• Task instructions
A - Answer these questions from the article on AIDS storytelling below, one per line: (i) Who was introduced in the first part of the series? (ii) What did storytellers compare the AIDS virus to when describing it to the audience? (iii) For whose sake does the character in the stories keep fighting for his or her life?
B - Render this sentence from the article on AIDS storytelling into Spanish: "Storytellers made use of metaphors to describe the AIDS virus to the audience, similar to the computer virus and kids’ ordinary toys."
C - Extend the article on AIDS storytelling below, starting after its last sentence.

• Text under study
Veteran storyteller and actor Luisito “Kuya Bodjie” Pascua was introduced in the first part of this series. He reads and animates stories of people living with AIDS, simplifying the words and situations of the character affected by the virus, how loved ones deal with the situation and the lessons learned from the stories.
Storytellers made use of metaphors to describe the AIDS virus to the audience, similar to the computer virus and kids’ ordinary toys.
“In that way effective siya. Malaki ang maitutulong namin sa paglikha ng mga future adults na caring and whol will also be responsible for their own sexuality. Kaya sasabihin mo sa kanila kung saan nakukuha ang AIDS, epekto nito, etc.,” Pascua said.
“Tinuturuan mo na silang maging responsible, Bukod do’n hindi lang sila, pati na rin teacher at mga magulang na nakikinig,” he pointed out.
Pascua said the stories about people living with HIV/AIDS were presented in such a way that children can relate to the plight of the character in the story and the hope shown by the person to continue to fight for his or her life for the sake of a loved one.

• Data extracts
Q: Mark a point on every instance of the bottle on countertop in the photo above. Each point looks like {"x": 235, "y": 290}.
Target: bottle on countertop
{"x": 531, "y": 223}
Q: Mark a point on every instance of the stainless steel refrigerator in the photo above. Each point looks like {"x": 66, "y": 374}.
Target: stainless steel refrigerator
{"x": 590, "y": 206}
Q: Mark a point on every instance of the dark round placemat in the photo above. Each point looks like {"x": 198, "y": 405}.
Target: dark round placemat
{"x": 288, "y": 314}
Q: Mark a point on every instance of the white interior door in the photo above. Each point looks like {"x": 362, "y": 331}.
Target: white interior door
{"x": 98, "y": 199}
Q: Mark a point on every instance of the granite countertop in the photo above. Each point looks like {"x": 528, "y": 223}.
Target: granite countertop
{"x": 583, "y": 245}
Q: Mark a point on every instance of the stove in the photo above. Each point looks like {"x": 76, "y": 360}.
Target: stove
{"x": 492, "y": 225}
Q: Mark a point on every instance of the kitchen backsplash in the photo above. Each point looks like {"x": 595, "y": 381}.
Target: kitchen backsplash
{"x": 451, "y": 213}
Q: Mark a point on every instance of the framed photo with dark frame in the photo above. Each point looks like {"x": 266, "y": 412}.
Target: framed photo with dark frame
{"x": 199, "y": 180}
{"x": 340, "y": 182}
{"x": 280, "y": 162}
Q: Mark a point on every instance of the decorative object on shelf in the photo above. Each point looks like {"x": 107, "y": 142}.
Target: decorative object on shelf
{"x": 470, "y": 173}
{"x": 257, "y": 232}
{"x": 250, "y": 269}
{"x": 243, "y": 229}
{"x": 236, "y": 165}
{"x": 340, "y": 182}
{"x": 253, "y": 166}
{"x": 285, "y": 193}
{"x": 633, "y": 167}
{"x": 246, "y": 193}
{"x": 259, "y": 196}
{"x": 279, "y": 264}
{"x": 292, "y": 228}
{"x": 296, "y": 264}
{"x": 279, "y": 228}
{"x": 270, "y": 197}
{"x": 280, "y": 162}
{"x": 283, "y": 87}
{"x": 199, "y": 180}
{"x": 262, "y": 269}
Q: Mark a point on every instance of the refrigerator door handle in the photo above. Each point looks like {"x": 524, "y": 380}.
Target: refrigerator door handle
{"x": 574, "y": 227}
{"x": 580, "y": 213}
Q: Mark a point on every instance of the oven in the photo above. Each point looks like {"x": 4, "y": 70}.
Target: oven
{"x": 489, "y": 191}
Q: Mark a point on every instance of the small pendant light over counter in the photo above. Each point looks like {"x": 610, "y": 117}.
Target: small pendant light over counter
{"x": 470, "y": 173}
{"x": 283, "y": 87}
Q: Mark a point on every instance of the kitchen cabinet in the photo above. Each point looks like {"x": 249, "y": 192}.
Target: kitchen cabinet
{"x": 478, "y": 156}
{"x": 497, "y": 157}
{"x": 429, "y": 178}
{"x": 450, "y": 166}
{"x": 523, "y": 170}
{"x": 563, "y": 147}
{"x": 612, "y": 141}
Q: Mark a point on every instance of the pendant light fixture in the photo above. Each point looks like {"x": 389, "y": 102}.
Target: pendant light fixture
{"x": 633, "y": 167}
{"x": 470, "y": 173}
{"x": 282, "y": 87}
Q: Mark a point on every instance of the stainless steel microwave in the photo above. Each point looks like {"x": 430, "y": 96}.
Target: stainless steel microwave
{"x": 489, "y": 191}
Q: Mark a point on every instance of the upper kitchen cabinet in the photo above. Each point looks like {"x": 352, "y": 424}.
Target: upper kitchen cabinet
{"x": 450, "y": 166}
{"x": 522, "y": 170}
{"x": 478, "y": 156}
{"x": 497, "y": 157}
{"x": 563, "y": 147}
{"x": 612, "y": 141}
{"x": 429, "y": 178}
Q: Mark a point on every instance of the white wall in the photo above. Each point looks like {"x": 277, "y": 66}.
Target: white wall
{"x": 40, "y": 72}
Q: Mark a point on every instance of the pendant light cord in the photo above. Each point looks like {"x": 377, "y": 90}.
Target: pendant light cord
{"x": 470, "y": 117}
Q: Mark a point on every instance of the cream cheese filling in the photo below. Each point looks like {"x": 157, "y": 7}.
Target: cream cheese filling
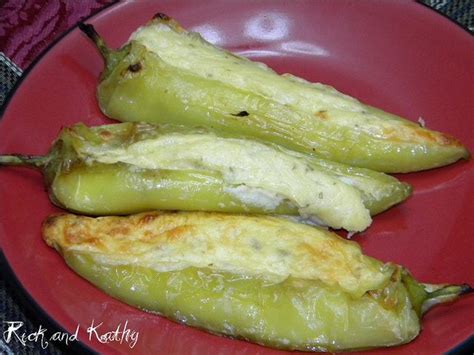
{"x": 253, "y": 165}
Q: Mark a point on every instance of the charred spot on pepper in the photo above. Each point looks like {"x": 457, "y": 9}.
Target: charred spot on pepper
{"x": 161, "y": 16}
{"x": 135, "y": 67}
{"x": 240, "y": 114}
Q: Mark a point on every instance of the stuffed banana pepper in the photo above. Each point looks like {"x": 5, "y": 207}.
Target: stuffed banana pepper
{"x": 264, "y": 279}
{"x": 130, "y": 167}
{"x": 167, "y": 74}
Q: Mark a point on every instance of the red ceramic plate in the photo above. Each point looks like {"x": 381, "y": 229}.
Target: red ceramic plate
{"x": 401, "y": 57}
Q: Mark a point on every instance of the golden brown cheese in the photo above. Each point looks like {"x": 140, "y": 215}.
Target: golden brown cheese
{"x": 263, "y": 246}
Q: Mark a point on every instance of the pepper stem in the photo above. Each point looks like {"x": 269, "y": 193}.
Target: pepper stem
{"x": 31, "y": 161}
{"x": 111, "y": 57}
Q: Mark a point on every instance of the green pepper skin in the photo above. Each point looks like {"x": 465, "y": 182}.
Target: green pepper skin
{"x": 141, "y": 86}
{"x": 94, "y": 188}
{"x": 104, "y": 189}
{"x": 263, "y": 279}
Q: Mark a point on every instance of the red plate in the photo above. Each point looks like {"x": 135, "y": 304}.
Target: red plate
{"x": 401, "y": 57}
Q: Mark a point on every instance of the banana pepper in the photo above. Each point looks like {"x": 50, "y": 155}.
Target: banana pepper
{"x": 167, "y": 74}
{"x": 134, "y": 167}
{"x": 264, "y": 279}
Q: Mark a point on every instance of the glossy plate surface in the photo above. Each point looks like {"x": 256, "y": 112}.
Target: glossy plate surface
{"x": 401, "y": 57}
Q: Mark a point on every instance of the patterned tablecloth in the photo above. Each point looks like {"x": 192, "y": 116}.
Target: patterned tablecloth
{"x": 27, "y": 28}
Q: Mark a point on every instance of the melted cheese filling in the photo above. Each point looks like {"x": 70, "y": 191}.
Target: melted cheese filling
{"x": 249, "y": 246}
{"x": 247, "y": 165}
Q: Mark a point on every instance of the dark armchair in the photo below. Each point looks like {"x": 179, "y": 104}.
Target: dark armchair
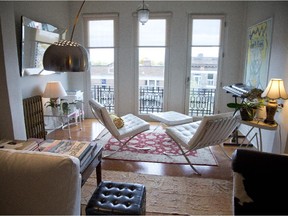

• Results by task
A -
(i) Veteran storyteller and actor Luisito “Kuya Bodjie” Pascua
(ii) The computer virus and kids’ ordinary toys
(iii) A loved one

B - Los narradores utilizaron metáforas para describir el virus del sida al público, similares al virus informático y a los juguetes comunes de los niños.

C -
Pascua who also had a short stint as lounge singer before he joined Batibot in 1984, noted an increasing number of enthusiasts who read stories to children in malls, bookstores and schools.
“Siguro nasasawa na rin ang mga tao sa TV, sa computers. Parang feeling ko bumabalik yung person-to-person contact through storyteller.
“Sa storytelling, ang daming uses niyan eh. Puwede mong patulugin ang bata, puwede mong i-assure ang bata kung may problema siya, puwede mo siyang i-entertain, gusto mo siyang turuang magbasa, and nothing beats the presence of the person to validate sa bata, na you, the child, matters,” he stressed.
Pascua has facilitated the training of 15 employees from Levi-Strauss on story-telling and teachers from Bohol.
“Marami-rami na rin kami (storytellers) na involve sa cause ng AIDS,” he mused.
Pascua said that various stakeholders in the country should exert extra effort to drum up information on HIV/AIDS.
“I think, HIV infection is getting high, lalo na sa ibang bansa, is because people are afraid to talk about sex. We are afraid to talk about sexuality out in the open. It (sex) is the most natural thing in the world. Kasi nga sa atin, sex is given with such malice. It’s really the inability of adults to discuss sexuality…minsan nagmamalinis tayo,” he said.
Local AIDS expert said that some children and even adults still believe that AIDS could be contracted through the exchange of saliva, mosquito bites, sitting on a toilet bowl previously used by an infected person, or going to school with someone.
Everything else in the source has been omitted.